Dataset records
───

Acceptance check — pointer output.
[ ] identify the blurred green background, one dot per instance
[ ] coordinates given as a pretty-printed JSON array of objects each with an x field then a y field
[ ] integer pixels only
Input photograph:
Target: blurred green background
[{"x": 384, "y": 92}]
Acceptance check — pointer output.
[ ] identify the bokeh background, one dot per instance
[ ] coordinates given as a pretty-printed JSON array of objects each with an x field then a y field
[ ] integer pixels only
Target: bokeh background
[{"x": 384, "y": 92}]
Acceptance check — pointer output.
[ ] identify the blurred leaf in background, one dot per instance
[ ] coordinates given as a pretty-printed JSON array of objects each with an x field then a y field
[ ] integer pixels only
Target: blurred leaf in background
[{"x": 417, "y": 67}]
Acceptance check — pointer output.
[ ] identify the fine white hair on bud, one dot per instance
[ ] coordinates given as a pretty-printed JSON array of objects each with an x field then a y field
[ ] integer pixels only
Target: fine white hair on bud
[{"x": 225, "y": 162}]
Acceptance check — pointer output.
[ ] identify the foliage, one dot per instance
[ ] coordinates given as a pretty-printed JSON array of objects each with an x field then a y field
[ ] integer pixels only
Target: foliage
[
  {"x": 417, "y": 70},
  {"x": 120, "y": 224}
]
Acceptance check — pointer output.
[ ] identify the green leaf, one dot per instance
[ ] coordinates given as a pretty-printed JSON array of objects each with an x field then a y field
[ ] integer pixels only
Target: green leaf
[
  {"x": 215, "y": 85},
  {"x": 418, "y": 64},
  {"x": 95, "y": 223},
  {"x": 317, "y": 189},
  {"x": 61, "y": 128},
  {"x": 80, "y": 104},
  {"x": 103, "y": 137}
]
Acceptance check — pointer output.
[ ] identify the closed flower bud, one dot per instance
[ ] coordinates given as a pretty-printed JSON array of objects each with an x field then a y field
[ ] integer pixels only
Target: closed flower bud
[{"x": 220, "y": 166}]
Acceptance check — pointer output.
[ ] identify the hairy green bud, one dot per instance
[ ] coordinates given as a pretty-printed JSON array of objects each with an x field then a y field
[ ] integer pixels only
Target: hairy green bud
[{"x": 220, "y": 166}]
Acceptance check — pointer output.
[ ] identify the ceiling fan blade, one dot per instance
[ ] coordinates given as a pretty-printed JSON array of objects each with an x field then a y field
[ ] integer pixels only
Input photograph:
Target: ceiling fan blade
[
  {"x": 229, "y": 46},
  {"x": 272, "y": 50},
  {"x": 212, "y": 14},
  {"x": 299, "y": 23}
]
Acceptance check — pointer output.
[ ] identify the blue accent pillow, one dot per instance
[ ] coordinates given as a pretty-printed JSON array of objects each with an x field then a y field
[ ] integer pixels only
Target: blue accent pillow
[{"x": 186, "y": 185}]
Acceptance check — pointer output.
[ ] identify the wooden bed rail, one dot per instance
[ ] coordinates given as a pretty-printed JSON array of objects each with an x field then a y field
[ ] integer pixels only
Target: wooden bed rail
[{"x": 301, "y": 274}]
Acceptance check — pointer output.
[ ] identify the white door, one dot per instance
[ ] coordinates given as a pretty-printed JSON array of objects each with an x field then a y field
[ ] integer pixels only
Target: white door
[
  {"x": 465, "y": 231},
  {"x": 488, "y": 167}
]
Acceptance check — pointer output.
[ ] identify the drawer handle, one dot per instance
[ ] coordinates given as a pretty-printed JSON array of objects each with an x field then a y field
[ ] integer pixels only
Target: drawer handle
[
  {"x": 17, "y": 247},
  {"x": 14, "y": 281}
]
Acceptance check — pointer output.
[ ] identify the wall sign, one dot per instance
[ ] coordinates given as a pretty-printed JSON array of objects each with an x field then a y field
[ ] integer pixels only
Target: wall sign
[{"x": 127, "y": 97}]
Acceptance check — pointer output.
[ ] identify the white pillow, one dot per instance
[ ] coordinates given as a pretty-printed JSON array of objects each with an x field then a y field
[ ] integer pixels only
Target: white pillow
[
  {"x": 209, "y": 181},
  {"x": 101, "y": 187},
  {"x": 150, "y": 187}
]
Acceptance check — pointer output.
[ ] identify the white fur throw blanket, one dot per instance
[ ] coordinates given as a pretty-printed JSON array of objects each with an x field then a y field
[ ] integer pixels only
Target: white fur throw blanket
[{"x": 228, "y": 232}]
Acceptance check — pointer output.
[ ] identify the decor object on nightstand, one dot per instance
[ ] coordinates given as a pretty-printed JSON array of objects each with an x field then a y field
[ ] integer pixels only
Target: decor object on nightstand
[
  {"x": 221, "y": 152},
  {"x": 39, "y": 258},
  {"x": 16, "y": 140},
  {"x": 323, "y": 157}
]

───

## Required task
Transcribe every entry word for word.

## Output for this task
Acceptance check — pointer output.
[ ] identify the blurred green background, one dot per instance
[ ] coordinates given as a pretty-printed JSON array of objects each with an x field then a y field
[ ] integer pixels only
Input photograph:
Target: blurred green background
[{"x": 384, "y": 92}]
Acceptance check — pointer output.
[ ] identify the bokeh background, one dot per instance
[ ] coordinates given as a pretty-printed JSON array of objects each with an x field then a y field
[ ] integer pixels only
Target: bokeh background
[{"x": 384, "y": 92}]
Acceptance check — pointer output.
[ ] identify the blurred leaf in background, one dot per instance
[ ] coordinates given as a pretty-printed JSON array of objects each with an x field then a y field
[ ] integer pixels only
Target: blurred leaf in background
[{"x": 417, "y": 67}]
Acceptance check — pointer output.
[ ] identify the fine white hair on bud, one dot per instance
[ ] coordinates given as a pretty-printed JSON array of objects each with an x field then a y field
[ ] integer pixels only
Target: fine white hair on bud
[{"x": 225, "y": 162}]
Acceptance check — pointer output.
[ ] identify the foliage, one dot per instance
[ ] coordinates given as a pretty-printed JSON array of objects each with an x field then a y field
[ ] integer pixels only
Target: foliage
[
  {"x": 417, "y": 70},
  {"x": 120, "y": 224}
]
Acceptance check — pointer output.
[ ] identify the green leaf, one dot per instance
[ ] coordinates given as a pretty-printed JSON array of objects each with an x field then a y field
[ ] integer pixels only
Target: green leaf
[
  {"x": 215, "y": 85},
  {"x": 418, "y": 64},
  {"x": 95, "y": 223},
  {"x": 317, "y": 189},
  {"x": 61, "y": 128},
  {"x": 80, "y": 104},
  {"x": 103, "y": 137}
]
Acceptance check — pointer output.
[ ] identify the closed flower bud, one dot per instance
[ ] coordinates given as a pretty-printed JSON array of objects each with an x field then a y field
[ ] integer pixels only
Target: closed flower bud
[{"x": 220, "y": 166}]
Acceptance check — pointer output.
[ ] identify the hairy green bud, one dot per instance
[ ] coordinates given as a pretty-printed JSON array of objects each with an x field then a y field
[ ] integer pixels only
Target: hairy green bud
[{"x": 220, "y": 166}]
Acceptance check — pointer output.
[ ] identify the ceiling fan blade, one dot per instance
[ ] coordinates given as a pretty-printed JSON array of objects each with an x field then a y field
[ ] integer pixels only
Input photograph:
Target: ceiling fan blade
[
  {"x": 229, "y": 46},
  {"x": 272, "y": 50},
  {"x": 212, "y": 14},
  {"x": 299, "y": 23}
]
Acceptance check — pointer output.
[ ] identify the blue accent pillow, one dot per instance
[ ] coordinates given as a pretty-printed JSON array of objects each with an x field then a y field
[ ] integer pixels only
Target: blue accent pillow
[{"x": 186, "y": 185}]
Acceptance check — pointer output.
[ ] identify the wooden bed rail, one dot per instance
[ ] coordinates given as a pretty-printed JSON array of objects each with an x field then a y field
[ ] integer pixels only
Target: wooden bed rail
[{"x": 301, "y": 274}]
Acceptance check — pointer output.
[ ] identify the white door, one dot per instance
[ ] coordinates given as a pretty-printed JSON array of objects each with an x field then a y field
[ ] integer pixels only
Target: white door
[
  {"x": 465, "y": 231},
  {"x": 488, "y": 167}
]
Acceptance check — pointer output.
[ ] identify the drawer handle, one dot per instance
[ ] coordinates given as a pretty-printed JSON array of objects each with an x field then a y field
[ ] integer pixels only
Target: drawer handle
[
  {"x": 17, "y": 247},
  {"x": 14, "y": 281}
]
Acceptance check — pointer output.
[ ] identify the wall sign, one dot per instance
[ ] coordinates given as a pretty-printed JSON array of objects each with an x field then a y field
[ ] integer pixels only
Target: wall sign
[{"x": 127, "y": 97}]
Acceptance check — pointer output.
[ ] identify the white pillow, one dot per instance
[ ] coordinates given as a pretty-printed JSON array of objects each with an x field then a y field
[ ] integer pixels only
Target: white pillow
[
  {"x": 209, "y": 181},
  {"x": 101, "y": 187},
  {"x": 150, "y": 187}
]
Acceptance check — pointer output.
[ ] identify the white fur throw blanket, one dot per instance
[ ] coordinates given as a pretty-printed JSON array of objects each with an x field then a y field
[ ] integer pixels only
Target: white fur throw blanket
[{"x": 228, "y": 232}]
Acceptance check — pointer output.
[ ] identify the decor object on nightstand, one dot per instance
[ ] coordinates given as a pretty-printed JSON array of objects each with an x field then a y field
[ ] integer pixels only
Target: decor object on nightstand
[
  {"x": 221, "y": 152},
  {"x": 39, "y": 258},
  {"x": 16, "y": 140},
  {"x": 323, "y": 157}
]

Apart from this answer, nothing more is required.